When a line of the records below contains the string "identify", copy that whole line.

Start of Records provided

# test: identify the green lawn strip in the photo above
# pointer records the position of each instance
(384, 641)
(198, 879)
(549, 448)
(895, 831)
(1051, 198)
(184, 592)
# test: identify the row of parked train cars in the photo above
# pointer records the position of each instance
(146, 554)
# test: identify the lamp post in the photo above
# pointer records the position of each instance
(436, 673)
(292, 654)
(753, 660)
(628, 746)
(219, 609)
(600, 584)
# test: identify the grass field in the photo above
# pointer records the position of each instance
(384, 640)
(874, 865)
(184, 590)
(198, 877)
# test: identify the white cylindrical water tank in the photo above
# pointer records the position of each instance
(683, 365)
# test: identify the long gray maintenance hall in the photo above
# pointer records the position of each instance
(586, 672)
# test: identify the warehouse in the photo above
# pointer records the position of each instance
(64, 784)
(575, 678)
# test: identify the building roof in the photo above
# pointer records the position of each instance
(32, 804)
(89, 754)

End of Records provided
Start of Records provided

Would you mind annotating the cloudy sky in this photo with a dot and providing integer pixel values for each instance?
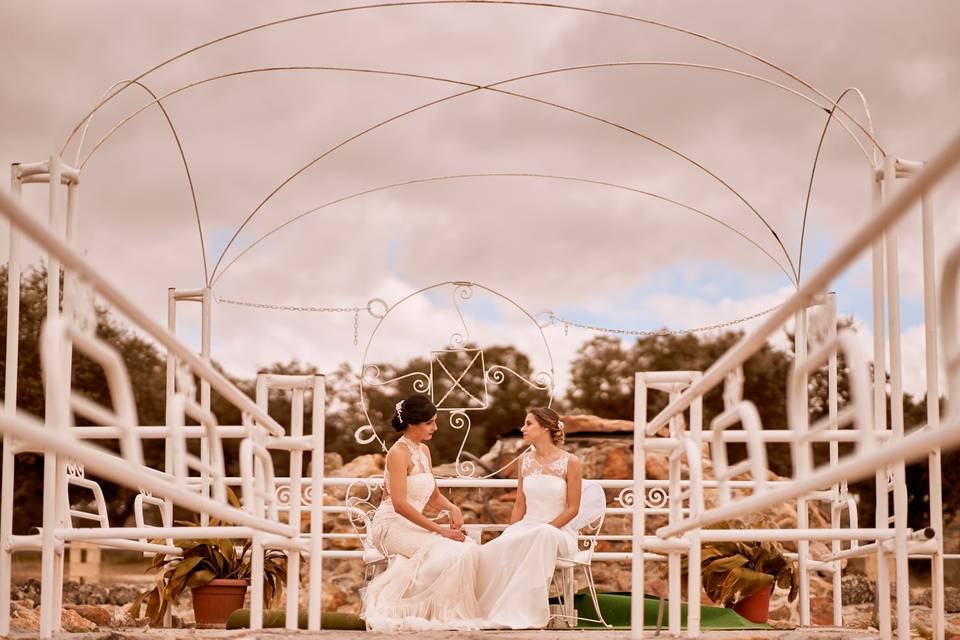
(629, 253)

End of Records provided
Start of Records provided

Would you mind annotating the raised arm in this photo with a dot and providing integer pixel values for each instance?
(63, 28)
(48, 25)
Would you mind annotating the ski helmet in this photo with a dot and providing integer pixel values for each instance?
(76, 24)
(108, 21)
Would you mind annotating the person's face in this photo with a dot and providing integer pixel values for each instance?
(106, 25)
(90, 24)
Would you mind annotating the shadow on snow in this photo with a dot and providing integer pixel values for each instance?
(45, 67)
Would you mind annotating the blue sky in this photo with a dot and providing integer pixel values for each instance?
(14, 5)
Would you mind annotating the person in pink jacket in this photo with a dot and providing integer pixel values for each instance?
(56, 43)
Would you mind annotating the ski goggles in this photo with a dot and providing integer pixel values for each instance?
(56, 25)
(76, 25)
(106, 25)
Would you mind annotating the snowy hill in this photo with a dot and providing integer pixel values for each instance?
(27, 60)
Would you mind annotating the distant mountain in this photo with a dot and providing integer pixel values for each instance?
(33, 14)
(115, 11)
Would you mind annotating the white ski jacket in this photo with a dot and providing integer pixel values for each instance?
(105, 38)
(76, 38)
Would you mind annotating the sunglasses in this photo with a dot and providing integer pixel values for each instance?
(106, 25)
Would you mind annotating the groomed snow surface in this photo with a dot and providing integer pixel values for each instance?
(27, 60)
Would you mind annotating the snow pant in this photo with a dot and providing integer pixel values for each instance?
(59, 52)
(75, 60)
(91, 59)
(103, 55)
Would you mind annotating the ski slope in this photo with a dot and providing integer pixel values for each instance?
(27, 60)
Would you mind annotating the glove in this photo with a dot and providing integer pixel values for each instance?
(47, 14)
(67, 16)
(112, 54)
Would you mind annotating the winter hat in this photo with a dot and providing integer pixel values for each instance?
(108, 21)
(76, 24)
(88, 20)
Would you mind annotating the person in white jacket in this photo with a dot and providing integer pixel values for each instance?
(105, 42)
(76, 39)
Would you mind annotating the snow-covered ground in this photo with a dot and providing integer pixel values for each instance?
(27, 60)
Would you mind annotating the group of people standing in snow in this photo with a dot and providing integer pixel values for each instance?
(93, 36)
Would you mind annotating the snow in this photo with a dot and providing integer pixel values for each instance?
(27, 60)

End of Records provided

Answer to this exercise:
# test: identify the green lawn strip in the photo above
# test: identify the row of parked train cars in the photo above
# test: identify the lamp post in the photo above
# test: identify the grass field in the photo above
# test: identify the white cylindrical water tank in the photo above
# test: identify the long gray maintenance hall in the photo above
# test: identify the warehouse in the photo above
# test: identify the building roof in the photo above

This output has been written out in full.